Problem statement: Edit the lines below so that every "Positions" becomes "Coordinates", and leave the rest of the text unchanged.

┌─ Information shown

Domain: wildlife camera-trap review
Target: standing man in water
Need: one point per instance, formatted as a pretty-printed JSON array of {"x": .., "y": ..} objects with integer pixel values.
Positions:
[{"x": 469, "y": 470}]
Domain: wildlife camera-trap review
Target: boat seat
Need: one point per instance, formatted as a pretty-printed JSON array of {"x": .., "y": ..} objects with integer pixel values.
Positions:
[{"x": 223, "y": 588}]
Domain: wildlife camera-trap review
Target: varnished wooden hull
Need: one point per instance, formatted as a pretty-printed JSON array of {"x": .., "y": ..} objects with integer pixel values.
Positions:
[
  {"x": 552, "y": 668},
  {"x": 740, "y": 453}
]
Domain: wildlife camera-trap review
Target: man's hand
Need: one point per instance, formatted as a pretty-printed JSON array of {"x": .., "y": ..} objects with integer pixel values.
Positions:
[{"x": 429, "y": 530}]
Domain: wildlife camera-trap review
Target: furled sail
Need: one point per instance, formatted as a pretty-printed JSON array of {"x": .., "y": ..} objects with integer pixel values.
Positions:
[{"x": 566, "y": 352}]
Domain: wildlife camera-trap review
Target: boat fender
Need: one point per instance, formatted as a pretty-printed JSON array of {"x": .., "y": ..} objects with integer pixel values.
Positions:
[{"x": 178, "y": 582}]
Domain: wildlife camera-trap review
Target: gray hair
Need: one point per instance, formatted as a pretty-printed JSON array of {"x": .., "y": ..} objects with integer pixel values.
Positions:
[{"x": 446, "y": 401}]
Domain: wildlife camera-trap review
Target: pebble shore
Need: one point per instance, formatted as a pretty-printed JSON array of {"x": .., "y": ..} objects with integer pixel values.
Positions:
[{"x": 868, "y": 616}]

└─

Correct answer:
Domain: wildlife camera-trap review
Target: standing man in water
Need: one point per instance, formatted as a pretty-printed JSON array of {"x": .., "y": ..} objects with integer pixel values.
Coordinates:
[{"x": 469, "y": 470}]
Domain: wildlife camera-trap review
Target: boat seat
Need: one point per instance, formatted as a pretty-printed JSON array of {"x": .., "y": ..} objects with integer pixel values.
Coordinates:
[{"x": 223, "y": 588}]
Domain: wildlife camera-trap review
Target: varnished wooden hull
Need: one point per instance, formatted as a pretty-printed JSON array of {"x": .., "y": ..} objects with integer pixel values.
Coordinates:
[
  {"x": 552, "y": 668},
  {"x": 740, "y": 453}
]
Domain: wildlife camera-trap review
Target: man's hand
Need: one point per instance, formatted as a pretty-printed JSON array of {"x": .., "y": ..} objects with integer pixel values.
Coordinates:
[{"x": 429, "y": 530}]
Domain: wildlife camera-trap review
Target: furled sail
Need: one point per instance, formatted as a pretty-printed JSON array of {"x": .., "y": ..} objects with integer pixel values.
Coordinates:
[{"x": 566, "y": 352}]
Domain: wildlife camera-trap review
Target: boat fender
Need: one point per instance, formatted as a pretty-printed JSON array of {"x": .., "y": ..} objects with integer pixel values.
Coordinates:
[{"x": 178, "y": 582}]
Domain: wildlife camera-trap review
Target: gray hair
Need: one point per instance, formatted as a pretty-printed JSON array of {"x": .., "y": ..} objects with integer pixel values.
Coordinates:
[{"x": 446, "y": 401}]
Domain: wildlife camera-trap review
Target: pebble shore
Need: one point per instance, formatted as a pretty-printed JSON array of {"x": .., "y": ..} objects with integer pixel values.
Coordinates:
[{"x": 868, "y": 616}]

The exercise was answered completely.